• _Task directions_
Since pictures are not wanted, repeat only the text of the records, word for word.

-- Material provided follows --

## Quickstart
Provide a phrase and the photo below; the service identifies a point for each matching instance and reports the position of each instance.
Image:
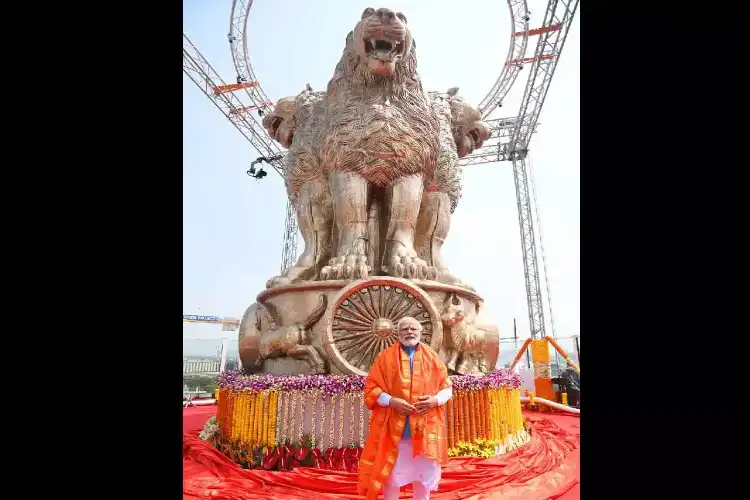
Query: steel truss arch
(519, 37)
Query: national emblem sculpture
(372, 170)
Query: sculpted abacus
(372, 170)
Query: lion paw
(346, 267)
(404, 263)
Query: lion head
(382, 40)
(469, 130)
(380, 48)
(281, 123)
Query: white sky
(233, 224)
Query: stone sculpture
(373, 172)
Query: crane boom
(205, 77)
(547, 54)
(232, 101)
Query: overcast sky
(233, 224)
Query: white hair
(408, 319)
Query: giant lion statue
(373, 162)
(295, 123)
(379, 143)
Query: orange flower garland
(451, 437)
(256, 414)
(272, 411)
(473, 416)
(465, 424)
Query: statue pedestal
(339, 327)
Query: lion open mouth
(383, 49)
(275, 126)
(474, 134)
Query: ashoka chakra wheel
(363, 321)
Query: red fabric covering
(545, 468)
(194, 418)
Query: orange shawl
(390, 374)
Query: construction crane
(509, 140)
(237, 101)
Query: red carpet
(545, 468)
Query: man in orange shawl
(406, 388)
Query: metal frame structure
(509, 139)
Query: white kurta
(408, 468)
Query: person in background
(572, 380)
(407, 442)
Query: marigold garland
(323, 422)
(303, 406)
(292, 417)
(472, 416)
(313, 419)
(341, 419)
(285, 420)
(449, 418)
(253, 412)
(272, 411)
(350, 398)
(330, 428)
(465, 421)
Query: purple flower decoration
(236, 380)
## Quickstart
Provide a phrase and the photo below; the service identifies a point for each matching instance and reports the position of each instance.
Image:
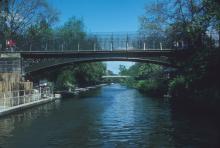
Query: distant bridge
(115, 76)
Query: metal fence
(16, 98)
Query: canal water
(110, 116)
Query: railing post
(161, 46)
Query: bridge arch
(39, 67)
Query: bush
(177, 87)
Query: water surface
(111, 116)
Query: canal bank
(10, 110)
(77, 91)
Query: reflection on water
(112, 116)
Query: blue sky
(104, 16)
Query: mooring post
(18, 98)
(4, 101)
(161, 46)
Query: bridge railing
(109, 42)
(94, 42)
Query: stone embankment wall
(12, 82)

-- Material provided concluded --

• _Solved exercise_
## Quickstart
Provide a phrase and the photo below; the service identifies a point for each matching instance and reports the position of each instance.
Image:
Query: steel truss arch
(519, 37)
Query: national emblem sculpture
(372, 170)
Query: sculpted abacus
(372, 170)
Query: lion paw
(346, 267)
(404, 263)
Query: lion head
(382, 40)
(469, 130)
(380, 48)
(281, 123)
Query: white sky
(233, 224)
Query: stone sculpture
(373, 172)
Query: crane boom
(205, 77)
(547, 54)
(232, 101)
Query: overcast sky
(233, 224)
Query: white hair
(408, 319)
Query: giant lion statue
(373, 162)
(295, 123)
(379, 143)
Query: orange flower garland
(451, 437)
(256, 414)
(272, 411)
(473, 416)
(465, 424)
Query: statue pedestal
(339, 327)
Query: lion open mouth
(383, 49)
(275, 126)
(474, 134)
Query: ashoka chakra wheel
(363, 321)
Query: red fabric covering
(545, 468)
(194, 418)
Query: orange shawl
(390, 374)
Query: construction crane
(509, 140)
(237, 101)
Query: red carpet
(545, 468)
Query: man in orange shawl
(406, 388)
Query: metal frame structure
(509, 139)
Query: white kurta
(408, 468)
Query: person in background
(572, 380)
(407, 442)
Query: marigold garland
(323, 422)
(303, 406)
(292, 417)
(472, 416)
(313, 419)
(341, 419)
(285, 420)
(449, 418)
(253, 412)
(272, 411)
(350, 398)
(330, 428)
(465, 421)
Query: purple flower decoration
(236, 380)
## Quickstart
Provide a phrase and the photo below; the service identifies a point for each matching instance and reports the position of each instance.
Image:
Query: distant bridge
(115, 76)
Query: metal fence
(16, 98)
Query: canal water
(110, 116)
Query: railing post
(161, 46)
Query: bridge arch
(39, 67)
Query: bush
(177, 87)
Query: water surface
(111, 116)
Query: canal bank
(10, 110)
(77, 91)
Query: reflection on water
(112, 116)
Query: blue sky
(104, 16)
Query: mooring post
(18, 98)
(4, 101)
(161, 46)
Query: bridge railing
(109, 42)
(94, 42)
Query: stone embankment wall
(12, 82)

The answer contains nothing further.